EXERCISE INSTRUCTIONS — Please write out every line of the listing without alteration, but omit the images.

────────────────

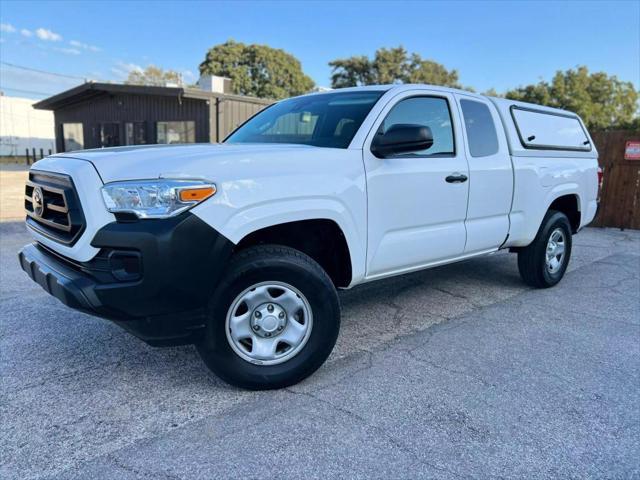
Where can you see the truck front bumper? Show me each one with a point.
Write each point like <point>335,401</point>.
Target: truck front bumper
<point>154,278</point>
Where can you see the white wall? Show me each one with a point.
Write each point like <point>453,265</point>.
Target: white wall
<point>22,127</point>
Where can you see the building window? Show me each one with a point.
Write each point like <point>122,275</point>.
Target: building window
<point>176,132</point>
<point>110,135</point>
<point>73,136</point>
<point>135,133</point>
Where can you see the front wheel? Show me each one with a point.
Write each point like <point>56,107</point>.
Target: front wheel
<point>542,263</point>
<point>274,319</point>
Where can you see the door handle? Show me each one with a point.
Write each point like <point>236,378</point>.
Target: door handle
<point>456,178</point>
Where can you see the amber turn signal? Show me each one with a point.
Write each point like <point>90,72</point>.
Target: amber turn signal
<point>196,194</point>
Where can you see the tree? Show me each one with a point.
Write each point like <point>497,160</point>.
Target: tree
<point>154,76</point>
<point>602,101</point>
<point>390,65</point>
<point>257,70</point>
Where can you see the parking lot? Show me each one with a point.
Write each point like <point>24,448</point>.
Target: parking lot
<point>456,372</point>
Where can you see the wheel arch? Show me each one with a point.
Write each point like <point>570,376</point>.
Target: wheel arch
<point>569,204</point>
<point>322,239</point>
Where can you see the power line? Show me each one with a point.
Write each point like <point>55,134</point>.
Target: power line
<point>42,71</point>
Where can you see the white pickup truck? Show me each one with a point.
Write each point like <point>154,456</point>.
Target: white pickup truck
<point>239,248</point>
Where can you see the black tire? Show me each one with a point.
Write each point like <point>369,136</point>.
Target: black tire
<point>263,264</point>
<point>532,259</point>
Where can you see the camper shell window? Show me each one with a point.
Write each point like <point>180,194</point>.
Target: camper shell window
<point>542,130</point>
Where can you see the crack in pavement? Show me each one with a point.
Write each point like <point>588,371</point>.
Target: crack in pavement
<point>380,431</point>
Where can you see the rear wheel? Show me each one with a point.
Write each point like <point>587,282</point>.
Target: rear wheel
<point>274,319</point>
<point>542,264</point>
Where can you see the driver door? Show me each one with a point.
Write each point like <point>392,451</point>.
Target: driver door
<point>417,202</point>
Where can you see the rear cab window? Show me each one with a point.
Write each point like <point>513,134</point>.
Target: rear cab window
<point>543,130</point>
<point>481,131</point>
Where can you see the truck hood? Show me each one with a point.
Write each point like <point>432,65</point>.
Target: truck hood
<point>206,161</point>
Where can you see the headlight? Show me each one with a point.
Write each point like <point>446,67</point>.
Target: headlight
<point>155,198</point>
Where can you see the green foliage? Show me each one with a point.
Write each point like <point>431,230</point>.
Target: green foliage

────────────────

OUTPUT OF THE TASK —
Where can you see the truck front bumper? Show me each one with a point.
Write each point like <point>335,401</point>.
Target: truck front bumper
<point>154,278</point>
Where can you see the white wall? Show me each one with a point.
Write each point like <point>453,265</point>.
Target: white wall
<point>22,127</point>
Where can you see the building window? Show me each one with a point.
Write each point like <point>122,275</point>.
Target: building window
<point>176,132</point>
<point>110,135</point>
<point>73,136</point>
<point>135,133</point>
Where can you see the front wheel? Show me each one with a point.
Write each point like <point>56,107</point>.
Target: front wheel
<point>542,263</point>
<point>274,319</point>
Where can you see the door handle? Show me each one with a point.
Write each point like <point>236,378</point>.
Target: door handle
<point>456,178</point>
Where can you see the amber turn signal? Show me each one with a point.
Write each point like <point>90,72</point>.
Target: amber turn signal
<point>196,194</point>
Where can you see the tree? Show me each one with a point.
Write each point like <point>497,160</point>.
Target: tree
<point>154,76</point>
<point>602,101</point>
<point>390,65</point>
<point>257,70</point>
Where can you see the parking lot? Show me each one with a point.
Write each point like <point>24,448</point>.
Target: parking lot
<point>456,372</point>
Where can you see the wheel arch? Show me each one with a point.
Write each point like <point>570,376</point>.
Target: wheel arch
<point>569,204</point>
<point>322,239</point>
Where can you see the power line? Show me each one with a point.
Write each point like <point>55,134</point>.
Target: power line
<point>42,71</point>
Where can you see the white pickup truck? Show me each one with a point.
Write each point like <point>154,456</point>.
Target: white pickup truck
<point>239,248</point>
Where can you see the black tire? Show me each one with a point.
Write each point like <point>369,136</point>.
Target: black tire
<point>263,264</point>
<point>532,259</point>
Where can you see the camper shell window? Show me each one with a point.
Write each point like <point>180,194</point>.
Target: camper shell window
<point>542,130</point>
Where can you see the crack in pavement? Show me each one with a point.
Write each point like <point>588,371</point>.
Target: crack in pavement
<point>380,431</point>
Where can you see the rear wheel? Show me each one with a point.
Write each point like <point>587,282</point>.
Target: rear wheel
<point>274,319</point>
<point>542,264</point>
Where can you see the driver door? Show me each one with a point.
Write each point like <point>392,451</point>.
Target: driver door
<point>417,202</point>
Where can you see the rear cab window? Show me each one with a point.
Write each point like <point>513,134</point>.
Target: rear cab window
<point>543,130</point>
<point>481,131</point>
Where can you see the truck hood? Show me each one with a point.
Write each point like <point>432,65</point>.
Target: truck hood
<point>206,161</point>
Where can you see the headlight? Show me each one with a point.
Write each point like <point>446,67</point>.
Target: headlight
<point>155,198</point>
Where can you see the green foliage? Show me each one with a point.
Write each point like <point>431,230</point>.
Target: green foliage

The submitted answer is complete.